THE PROBLEM: The output must match the entries below exactly, with pictures removed.

DATA SUPPLIED:
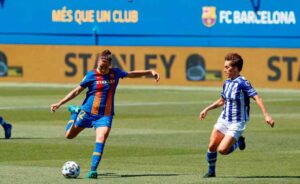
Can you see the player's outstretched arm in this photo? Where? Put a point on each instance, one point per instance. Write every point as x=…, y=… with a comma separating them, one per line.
x=261, y=105
x=72, y=94
x=141, y=73
x=214, y=105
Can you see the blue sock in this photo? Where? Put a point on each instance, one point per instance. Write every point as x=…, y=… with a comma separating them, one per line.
x=211, y=158
x=233, y=147
x=97, y=154
x=72, y=120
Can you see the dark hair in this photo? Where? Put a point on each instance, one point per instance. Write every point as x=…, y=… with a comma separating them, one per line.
x=236, y=60
x=105, y=55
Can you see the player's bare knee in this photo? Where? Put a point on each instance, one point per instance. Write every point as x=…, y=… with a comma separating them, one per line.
x=212, y=148
x=223, y=151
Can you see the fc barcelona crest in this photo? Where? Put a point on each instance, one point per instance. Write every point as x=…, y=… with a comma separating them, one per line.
x=209, y=16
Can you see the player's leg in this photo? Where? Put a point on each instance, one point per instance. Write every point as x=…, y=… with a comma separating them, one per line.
x=7, y=128
x=233, y=139
x=77, y=118
x=103, y=127
x=211, y=155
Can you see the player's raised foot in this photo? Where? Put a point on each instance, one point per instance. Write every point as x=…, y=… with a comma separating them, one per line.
x=7, y=129
x=92, y=175
x=209, y=175
x=73, y=109
x=242, y=143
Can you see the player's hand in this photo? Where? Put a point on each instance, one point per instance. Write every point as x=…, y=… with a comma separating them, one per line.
x=54, y=107
x=155, y=75
x=202, y=114
x=269, y=120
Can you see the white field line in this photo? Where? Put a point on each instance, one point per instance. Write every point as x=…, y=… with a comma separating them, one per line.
x=128, y=104
x=141, y=87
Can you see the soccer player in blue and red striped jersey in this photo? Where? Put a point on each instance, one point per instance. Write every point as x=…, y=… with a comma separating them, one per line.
x=97, y=109
x=226, y=135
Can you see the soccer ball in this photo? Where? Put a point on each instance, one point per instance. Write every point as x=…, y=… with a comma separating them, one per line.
x=70, y=169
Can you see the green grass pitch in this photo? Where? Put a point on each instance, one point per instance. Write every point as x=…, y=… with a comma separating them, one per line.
x=156, y=138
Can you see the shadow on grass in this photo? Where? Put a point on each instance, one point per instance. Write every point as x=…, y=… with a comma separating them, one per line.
x=262, y=177
x=114, y=175
x=21, y=138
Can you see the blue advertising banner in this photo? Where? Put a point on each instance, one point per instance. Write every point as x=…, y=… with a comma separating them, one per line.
x=213, y=23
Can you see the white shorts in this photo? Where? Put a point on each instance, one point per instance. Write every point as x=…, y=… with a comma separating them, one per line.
x=235, y=130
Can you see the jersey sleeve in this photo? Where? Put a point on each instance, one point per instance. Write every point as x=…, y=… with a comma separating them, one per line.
x=120, y=73
x=249, y=89
x=85, y=81
x=222, y=93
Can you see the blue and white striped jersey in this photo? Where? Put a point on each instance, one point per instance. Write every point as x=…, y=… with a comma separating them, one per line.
x=236, y=94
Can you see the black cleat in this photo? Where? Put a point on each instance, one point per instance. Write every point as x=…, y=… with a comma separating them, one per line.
x=242, y=143
x=209, y=175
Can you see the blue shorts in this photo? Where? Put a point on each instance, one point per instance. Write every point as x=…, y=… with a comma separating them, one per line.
x=87, y=120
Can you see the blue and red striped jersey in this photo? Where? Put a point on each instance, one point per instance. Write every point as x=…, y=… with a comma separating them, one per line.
x=101, y=91
x=237, y=94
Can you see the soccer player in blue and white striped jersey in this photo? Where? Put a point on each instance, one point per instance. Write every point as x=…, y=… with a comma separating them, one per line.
x=226, y=135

SOLUTION TO THIS PROBLEM:
Can you see the player's outstretched arm in this photo? Where? Put a point on each instance, one point per instance. Write every point as x=…, y=… with a comma separating them, one per line.
x=261, y=105
x=72, y=94
x=141, y=73
x=214, y=105
Can you see the blue sock in this photo? Where? Put a point on each instance, one point per instance. Write every point as x=…, y=… with a comma separating them, one per line.
x=211, y=158
x=233, y=147
x=97, y=154
x=72, y=120
Can you see the dark hair in this photo? Where? Put a point on each instance, one point per instance. Write every point as x=…, y=… with a comma separating them, one per line.
x=236, y=60
x=105, y=55
Can you see the player's bare knee in this photo? Where? Put a point on each instance, one point per instance. Write every point as x=…, y=… with a comma separating them, one per line.
x=212, y=148
x=223, y=151
Can you see the fc barcelona crest in this photo? Where? Put a point on each instance, one point per instance. Write every point as x=…, y=… with a comma separating them, one per line.
x=209, y=16
Can you see the player's leg in this photo? Where? Put a point on each instance, one point per instance. Write every point as x=…, y=… with a comma separating them, one per line.
x=7, y=128
x=233, y=139
x=77, y=118
x=103, y=127
x=211, y=155
Can you see the player's raised foot in this photo? Where? Put a point on each instance, one point per instance. Write every point as x=…, y=… with a comma separating them, one per line.
x=7, y=129
x=92, y=175
x=209, y=175
x=73, y=109
x=242, y=143
Can you see the player's hand in this photo? Where? Put a point on each instance, one point per instance. Write every point as x=…, y=… with a comma separating them, one per line.
x=54, y=107
x=155, y=75
x=202, y=114
x=269, y=120
Can you see the white field line in this photo? Where? Put a point on each instance, one point per instance. Write every point as x=…, y=… with a comma separating them, one per line.
x=128, y=104
x=141, y=87
Can you see the soccer player in blue and red striped jersey in this photo? Where? Put a point on each instance, one point per instance. Write every point as x=…, y=… with a comma separating them, one per line.
x=97, y=109
x=226, y=135
Can you see the soccer ball in this photo? Where? Put a point on each instance, one point per instance. Write every point as x=…, y=… with a comma separating them, one per line.
x=70, y=169
Can you see the green grass pitch in this photo? Where? Put a point on each instance, one point per instance. Write every point as x=…, y=… with a comma separating them, one per line.
x=156, y=138
Can you see the shadow on grass in this photo? Where? Put a point on each instance, one point per instance. Write every point as x=…, y=… with a comma separating them, one per line.
x=262, y=177
x=114, y=175
x=21, y=138
Can you see the blue advertising banner in this photo? Where? Put a point on each instance, one point per instance. Write every point as x=…, y=… with a comma separating them, one per line.
x=213, y=23
Can you see the white shorts in this photo? Where? Put a point on each instance, one point per instance. Write every point as x=…, y=… with a comma separating them, one per line.
x=235, y=130
Can you see the jersey sleeve in this photo? Where? Put a point on each instance, one point per instance. Write every point as x=…, y=… with a comma separating them, one per line.
x=120, y=73
x=249, y=89
x=85, y=81
x=222, y=93
Can you see the blue and white striped jersey in this photo? Where? Put a point on each instance, one point per instance. Write every point as x=…, y=… with a comma separating them, one per line.
x=236, y=94
Can you see the black cleat in this photo? Where? Put a point on each instance, one point per instance. Write every point as x=…, y=… with a comma separating them, one per line.
x=242, y=143
x=209, y=175
Can you see the blue shorts in this photo? Where? Put a point on each instance, one point per instance. Write every point as x=…, y=… with a comma separating them, one per line.
x=87, y=120
Can you see the blue and red striped jersey in this photo? Where? Put a point on each instance, one point per instance. Write every point as x=…, y=… with a comma separating them, one per line.
x=101, y=91
x=237, y=94
Can you see the soccer player in blue and white striped jersey in this photo? Where? Put a point on each instance, one point per instance. Write every point as x=…, y=… with a comma separating them, one per line.
x=226, y=135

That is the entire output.